Copy the data from the line that contains "Might I ask you to point at the paved" to its last line, exactly, including both of those lines and leaving out everything before.

Task input:
****

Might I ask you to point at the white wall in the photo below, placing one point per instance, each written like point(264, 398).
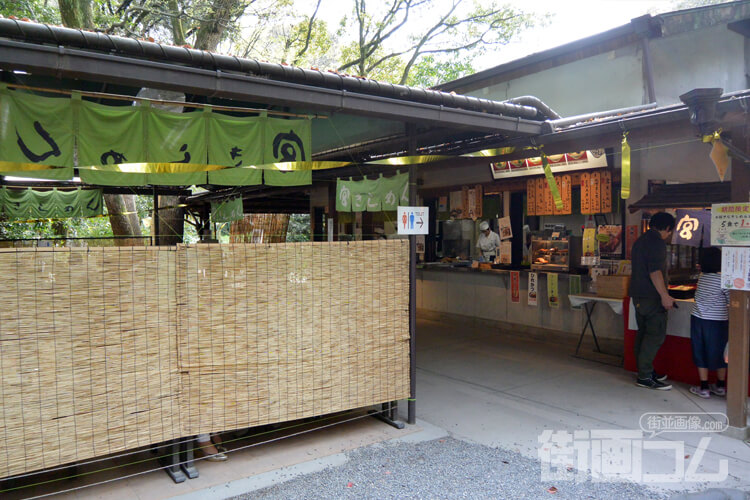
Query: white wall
point(606, 81)
point(710, 57)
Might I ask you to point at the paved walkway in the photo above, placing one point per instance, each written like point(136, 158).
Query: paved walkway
point(488, 390)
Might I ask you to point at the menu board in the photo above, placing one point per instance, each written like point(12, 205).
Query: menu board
point(610, 241)
point(606, 191)
point(586, 193)
point(735, 268)
point(730, 224)
point(530, 197)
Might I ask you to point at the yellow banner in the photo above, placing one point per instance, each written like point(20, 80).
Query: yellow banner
point(625, 182)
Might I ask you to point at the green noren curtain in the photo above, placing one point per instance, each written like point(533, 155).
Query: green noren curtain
point(36, 129)
point(235, 142)
point(29, 204)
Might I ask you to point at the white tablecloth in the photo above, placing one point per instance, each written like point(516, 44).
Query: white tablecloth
point(579, 300)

****

The response:
Might I ask you to point at the paved walkway in the photo above, placing one point per instance, each written like point(136, 158).
Query: paved walkway
point(488, 390)
Might I ask you to point at the menu board in the photo above, placing one point per instance, each written like point(12, 205).
Query: menu board
point(610, 241)
point(606, 191)
point(586, 193)
point(735, 268)
point(730, 224)
point(530, 197)
Might I ask you to point at the yellow banner in the photo above, placing one point per instance, each written like point(20, 80).
Query: yellow banner
point(625, 182)
Might I ask you to point at the green noren curtain in the photo above, placing one point per instance, each written like point(533, 155).
Query: green noren curtain
point(36, 129)
point(235, 142)
point(29, 204)
Might I ask you to point at the white tablecloth in the photo above, placing one point per instance, each written like point(516, 44).
Query: white tablecloth
point(579, 300)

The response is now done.